Goal of the exercise:
In the thread on grooming and showing Goldens, what must someone do to find out where to mail the check?

Page text:
# Learning how to Groom and Show Goldens



## luv2bnc (Jun 7, 2010)

I always love a new resource for structural and care information! Do they offer it on their website?


----------



## Alaska7133 (May 26, 2011)

Sorry they don't. Just email Neida and she'll get you the information on where to mail the check. This is a very well done DVD.


----------



## timberdoodle (Mar 6, 2013)

Thank you for letting us know about this DVD. I just got it today, haven't watched it all yet, but it is fantastic so far! I'm really enjoying it


----------



## coaraujo (Nov 2, 2012)

Just got mine, so excited to watch it!!


----------



## Roushbabe (Feb 20, 2011)

Just sent her an e-mail, hopefully she has some left


----------



## Roushbabe (Feb 20, 2011)

I emailed her earlier this month and still haven't gotten any response. Do you know if she ran out?

Data rows:
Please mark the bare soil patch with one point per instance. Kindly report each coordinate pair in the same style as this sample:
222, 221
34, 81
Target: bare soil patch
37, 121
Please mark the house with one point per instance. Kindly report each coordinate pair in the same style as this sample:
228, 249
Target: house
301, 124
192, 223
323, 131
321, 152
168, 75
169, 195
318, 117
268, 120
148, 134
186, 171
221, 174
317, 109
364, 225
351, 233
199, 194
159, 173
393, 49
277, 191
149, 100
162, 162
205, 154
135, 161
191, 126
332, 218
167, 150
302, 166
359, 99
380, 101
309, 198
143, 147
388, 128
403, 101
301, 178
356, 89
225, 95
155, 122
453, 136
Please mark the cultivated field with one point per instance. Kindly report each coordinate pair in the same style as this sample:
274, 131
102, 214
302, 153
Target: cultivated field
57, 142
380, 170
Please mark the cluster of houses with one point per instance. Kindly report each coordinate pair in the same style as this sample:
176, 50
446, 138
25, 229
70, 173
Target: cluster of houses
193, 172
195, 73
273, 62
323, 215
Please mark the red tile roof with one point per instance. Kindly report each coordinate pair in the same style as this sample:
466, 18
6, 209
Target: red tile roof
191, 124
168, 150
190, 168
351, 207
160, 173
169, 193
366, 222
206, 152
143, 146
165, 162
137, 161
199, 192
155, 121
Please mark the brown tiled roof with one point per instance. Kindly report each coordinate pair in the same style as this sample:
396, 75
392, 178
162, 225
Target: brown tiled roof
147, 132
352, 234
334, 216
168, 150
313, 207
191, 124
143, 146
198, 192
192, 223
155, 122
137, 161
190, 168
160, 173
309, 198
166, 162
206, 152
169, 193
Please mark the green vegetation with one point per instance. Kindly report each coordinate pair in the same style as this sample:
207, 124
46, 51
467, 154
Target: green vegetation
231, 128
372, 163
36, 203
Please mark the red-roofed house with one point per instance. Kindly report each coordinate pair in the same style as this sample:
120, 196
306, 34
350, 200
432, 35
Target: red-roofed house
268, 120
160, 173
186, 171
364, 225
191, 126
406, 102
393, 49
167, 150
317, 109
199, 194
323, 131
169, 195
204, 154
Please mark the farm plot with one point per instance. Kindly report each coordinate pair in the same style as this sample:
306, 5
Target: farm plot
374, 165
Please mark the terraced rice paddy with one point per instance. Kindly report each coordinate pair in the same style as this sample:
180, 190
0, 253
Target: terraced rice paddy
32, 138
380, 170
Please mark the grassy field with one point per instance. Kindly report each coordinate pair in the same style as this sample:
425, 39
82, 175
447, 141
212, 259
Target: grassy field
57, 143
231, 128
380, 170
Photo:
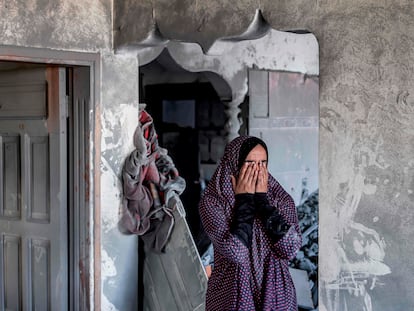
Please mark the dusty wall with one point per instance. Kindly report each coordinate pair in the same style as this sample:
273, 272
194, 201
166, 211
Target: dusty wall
366, 130
86, 26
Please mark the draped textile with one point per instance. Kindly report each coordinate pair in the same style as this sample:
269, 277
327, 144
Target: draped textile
255, 277
151, 186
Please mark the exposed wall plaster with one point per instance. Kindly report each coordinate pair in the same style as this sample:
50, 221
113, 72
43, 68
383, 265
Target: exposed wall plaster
68, 24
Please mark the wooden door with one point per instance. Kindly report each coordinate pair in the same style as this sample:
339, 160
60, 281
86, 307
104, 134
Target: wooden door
33, 190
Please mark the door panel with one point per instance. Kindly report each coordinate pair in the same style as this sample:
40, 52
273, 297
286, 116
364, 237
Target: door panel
33, 197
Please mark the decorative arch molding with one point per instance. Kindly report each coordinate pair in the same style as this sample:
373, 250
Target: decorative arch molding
259, 47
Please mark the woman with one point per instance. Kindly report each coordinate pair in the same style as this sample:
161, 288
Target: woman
252, 223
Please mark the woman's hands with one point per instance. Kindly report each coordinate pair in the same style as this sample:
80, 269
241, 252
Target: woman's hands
252, 178
262, 178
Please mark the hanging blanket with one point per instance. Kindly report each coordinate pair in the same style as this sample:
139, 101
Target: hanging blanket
152, 186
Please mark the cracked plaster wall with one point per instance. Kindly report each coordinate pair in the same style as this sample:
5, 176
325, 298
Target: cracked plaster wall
366, 127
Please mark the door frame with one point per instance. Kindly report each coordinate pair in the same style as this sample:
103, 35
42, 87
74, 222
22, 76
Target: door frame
88, 233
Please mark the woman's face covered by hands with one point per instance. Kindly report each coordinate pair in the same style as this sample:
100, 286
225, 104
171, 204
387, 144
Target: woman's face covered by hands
253, 174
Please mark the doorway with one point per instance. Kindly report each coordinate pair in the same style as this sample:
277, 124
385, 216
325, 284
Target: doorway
43, 201
189, 117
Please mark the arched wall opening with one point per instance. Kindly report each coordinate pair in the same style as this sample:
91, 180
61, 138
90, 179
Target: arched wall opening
265, 84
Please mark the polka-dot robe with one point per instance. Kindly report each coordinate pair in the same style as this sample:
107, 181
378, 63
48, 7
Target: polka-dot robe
255, 278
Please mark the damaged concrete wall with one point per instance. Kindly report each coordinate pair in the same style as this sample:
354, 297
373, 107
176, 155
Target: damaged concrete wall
366, 129
71, 25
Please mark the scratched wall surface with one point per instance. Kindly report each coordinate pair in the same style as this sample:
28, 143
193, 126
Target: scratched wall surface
366, 131
119, 118
61, 24
366, 121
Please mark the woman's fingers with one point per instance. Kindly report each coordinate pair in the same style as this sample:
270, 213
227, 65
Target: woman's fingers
246, 182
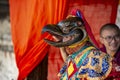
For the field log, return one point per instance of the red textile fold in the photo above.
(28, 17)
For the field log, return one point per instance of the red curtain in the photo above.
(28, 17)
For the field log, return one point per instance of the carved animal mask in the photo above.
(69, 32)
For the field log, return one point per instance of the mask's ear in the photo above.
(101, 40)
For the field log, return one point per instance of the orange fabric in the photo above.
(28, 18)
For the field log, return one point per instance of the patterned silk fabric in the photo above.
(88, 63)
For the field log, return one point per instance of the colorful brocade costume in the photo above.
(87, 63)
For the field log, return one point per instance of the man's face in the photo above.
(111, 39)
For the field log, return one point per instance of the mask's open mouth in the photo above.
(74, 34)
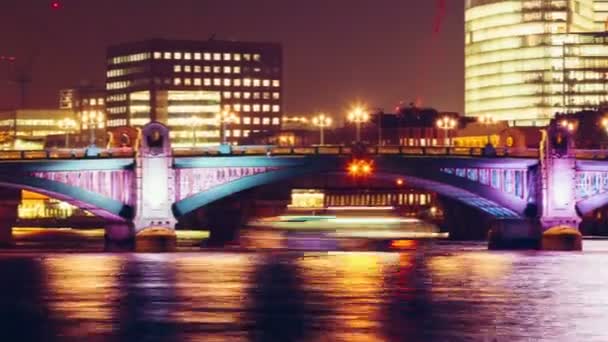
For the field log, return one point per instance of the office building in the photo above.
(526, 60)
(186, 84)
(26, 129)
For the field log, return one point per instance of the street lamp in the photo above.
(322, 121)
(93, 120)
(194, 122)
(68, 125)
(488, 120)
(358, 115)
(446, 123)
(226, 117)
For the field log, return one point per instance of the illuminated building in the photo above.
(526, 60)
(176, 82)
(26, 129)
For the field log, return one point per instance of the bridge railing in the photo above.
(347, 150)
(77, 153)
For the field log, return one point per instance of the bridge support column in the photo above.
(9, 206)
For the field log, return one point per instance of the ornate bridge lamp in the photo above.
(194, 122)
(225, 118)
(322, 121)
(68, 125)
(358, 115)
(447, 123)
(93, 120)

Answer to the problem:
Email Neida.